**Stored items from a collection:**
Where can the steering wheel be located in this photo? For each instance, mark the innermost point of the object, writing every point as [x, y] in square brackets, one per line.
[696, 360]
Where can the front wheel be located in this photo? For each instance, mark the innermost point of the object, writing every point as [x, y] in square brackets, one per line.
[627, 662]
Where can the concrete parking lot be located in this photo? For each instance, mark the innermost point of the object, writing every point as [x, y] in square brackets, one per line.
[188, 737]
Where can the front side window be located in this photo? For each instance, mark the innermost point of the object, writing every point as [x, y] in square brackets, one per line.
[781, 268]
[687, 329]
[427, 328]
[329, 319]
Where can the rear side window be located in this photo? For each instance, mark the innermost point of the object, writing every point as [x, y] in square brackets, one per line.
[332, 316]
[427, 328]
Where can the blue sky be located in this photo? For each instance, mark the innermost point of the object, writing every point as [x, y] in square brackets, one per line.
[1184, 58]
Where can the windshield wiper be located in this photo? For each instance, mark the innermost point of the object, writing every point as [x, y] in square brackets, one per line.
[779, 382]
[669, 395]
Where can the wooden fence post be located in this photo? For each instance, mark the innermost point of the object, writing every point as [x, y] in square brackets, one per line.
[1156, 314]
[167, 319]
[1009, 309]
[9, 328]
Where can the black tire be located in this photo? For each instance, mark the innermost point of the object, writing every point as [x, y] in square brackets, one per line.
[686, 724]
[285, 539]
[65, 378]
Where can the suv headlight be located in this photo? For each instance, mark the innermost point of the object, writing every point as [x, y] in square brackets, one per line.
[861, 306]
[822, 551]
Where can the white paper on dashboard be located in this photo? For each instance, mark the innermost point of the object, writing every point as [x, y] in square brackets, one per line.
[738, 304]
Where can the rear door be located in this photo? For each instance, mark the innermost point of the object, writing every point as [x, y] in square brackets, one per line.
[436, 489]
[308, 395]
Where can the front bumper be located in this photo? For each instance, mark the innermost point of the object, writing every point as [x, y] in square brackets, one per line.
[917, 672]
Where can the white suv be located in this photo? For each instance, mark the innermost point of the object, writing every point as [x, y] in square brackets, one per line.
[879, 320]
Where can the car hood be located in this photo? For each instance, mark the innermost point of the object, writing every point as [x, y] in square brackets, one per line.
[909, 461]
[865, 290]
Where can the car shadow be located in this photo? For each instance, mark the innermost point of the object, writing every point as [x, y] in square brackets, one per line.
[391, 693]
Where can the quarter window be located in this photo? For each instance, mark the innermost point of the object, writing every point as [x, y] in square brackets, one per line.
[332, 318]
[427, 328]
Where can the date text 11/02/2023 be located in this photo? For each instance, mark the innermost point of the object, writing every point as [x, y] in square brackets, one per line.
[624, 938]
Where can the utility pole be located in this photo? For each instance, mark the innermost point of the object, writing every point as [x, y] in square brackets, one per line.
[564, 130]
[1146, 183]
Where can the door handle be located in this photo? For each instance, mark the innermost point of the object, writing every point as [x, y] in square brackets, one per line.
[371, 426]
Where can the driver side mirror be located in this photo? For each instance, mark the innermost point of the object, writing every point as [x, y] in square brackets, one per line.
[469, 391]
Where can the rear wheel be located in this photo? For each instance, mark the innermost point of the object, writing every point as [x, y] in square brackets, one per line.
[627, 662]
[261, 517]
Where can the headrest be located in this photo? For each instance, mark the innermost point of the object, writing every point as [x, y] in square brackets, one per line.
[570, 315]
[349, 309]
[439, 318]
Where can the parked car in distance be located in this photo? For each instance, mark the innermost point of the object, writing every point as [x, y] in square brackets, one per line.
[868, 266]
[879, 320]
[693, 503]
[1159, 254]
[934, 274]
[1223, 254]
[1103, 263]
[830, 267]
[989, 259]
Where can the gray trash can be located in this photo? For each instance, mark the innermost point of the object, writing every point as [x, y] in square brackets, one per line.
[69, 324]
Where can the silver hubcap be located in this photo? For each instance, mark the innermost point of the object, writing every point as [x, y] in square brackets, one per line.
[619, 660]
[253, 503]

**Exercise objective:** Set down the entries verbatim, leaving none out.

**Solution to the exercise:**
Where can the steering wheel be located in this photo? For each instance, mark the innermost point of the object, writing every point as [x, y] in square brackets, one per line.
[696, 360]
Where can the front wheel be located in this photo? For each instance, mark the innermost point of the object, writing every point as [x, y] in square brackets, one per line.
[627, 662]
Where can the concrete parking lot be located in this photo? For each instance, mark the innermost point of the object, writing every point as [x, y] in square brackets, one per line.
[188, 737]
Where can the front side window be located in this photo? For each instance, mark the innermost point of the object, writing every point as [x, y] in square brackets, one per line.
[781, 268]
[687, 329]
[427, 328]
[329, 319]
Where can the rear side window be located in this photo? For each instance, mark the innermost point of the object, writing every point as [x, y] in square brackets, one per line.
[332, 316]
[427, 328]
Where can the blue sky be located in this photo? For each instance, mark the innermost point of the object, writing every point as [x, y] in square brackets, one per line.
[1184, 58]
Where can the windshield wiper be located in this photo? For each instance, mark the innermost point of the object, writing every point as [x, y] in square brackets, one per line.
[779, 382]
[669, 395]
Where can the wooden fence post be located in this photo? For each instance, mark the innermost point of the object, writing every point as [x, y] in square brackets, one per line.
[1156, 314]
[167, 319]
[1009, 309]
[9, 328]
Where can the black tire be located in this photo? For each instance, mark the innermost point of the object, writing every point as [x, y] in square brackets, one per line.
[686, 724]
[285, 539]
[65, 378]
Where can the suv headlight be located in this photo? For each instance, mark the innermost point of the object, writing every point as [x, y] in square brackets, one per line.
[861, 306]
[822, 551]
Where can the white paper on dashboard be located in this photo? For each instance, mark the innermost point of the object, writing every point as [x, y] in square brackets, one per line.
[738, 304]
Where can the rear door be located in this photo? For each instance, mark the innermost point of the object, writing every point as [x, y] in square brackets, one per line.
[436, 489]
[308, 395]
Where can the front bumper be located in this photo? For each instance, mark the innermost point of the object, writing every point as [x, y] in square brackets, one per line.
[917, 672]
Where can the white suv be located in this photo? For each instance, mark the innermost point of the object, writing every point as [x, y] in square brackets, one per line.
[879, 320]
Where can the car hood be located in this photo? For each instance, mark the innermost point of the object, writing every point as [x, y] in square brackets, one per line.
[909, 461]
[865, 290]
Where can the car shadow be located in this photo? For each instance, mark the innermost point of the object, writing every point as [x, y] in square brackets, one per line.
[391, 693]
Where can the quarter window be located in this photo? For each instance, mark the innermost point of the object, writing every point as [x, y] in square brackets, one per line.
[332, 318]
[427, 328]
Where can the date text 11/02/2023 be located in this photo? For each instance, mark the innermost point of the object, writing every point as [x, y] in square brackets, one per line.
[624, 938]
Where can the utility pole be located in this photo? For each instance, mark the innermost point of the object, writing every point as [x, y] in square brackets, one per line.
[564, 130]
[1146, 183]
Where can the door handle be located in this photo? For each instance, mark the innermost point of the object, writing every point as [x, y] in square brackets, one per line.
[371, 426]
Where can the driver side mirror be located in this photo? For each instance, mark the innermost point of the object, writing every point as [x, y] in square brackets, one per line.
[469, 391]
Where can the rear wheel be located in this photo? For each instance, mark the innermost point of the object, writing every point as [x, y] in square brackets, one per line.
[627, 662]
[261, 517]
Where can the headrest be located in this photo? For each instance, mark the innermost point of the object, writing every point as [x, y] in square brackets, one per line.
[570, 315]
[349, 309]
[439, 318]
Where can the parked car in distance be located in this photo? For each instance, mark the innermost point of the object, writing every point as [x, y] in square brackets, one per line.
[868, 266]
[879, 320]
[693, 503]
[1159, 254]
[934, 274]
[1223, 254]
[1103, 263]
[830, 267]
[989, 259]
Where can the gray trash can be located in this photo? For each instance, mark the innermost point of the object, writing every point as [x, y] in square brackets, one per line.
[69, 324]
Where can the silver hubcap be located in this photo? For each instance, mark the innermost point of the object, writing every point as [x, y] in square brackets, one per line.
[619, 660]
[253, 503]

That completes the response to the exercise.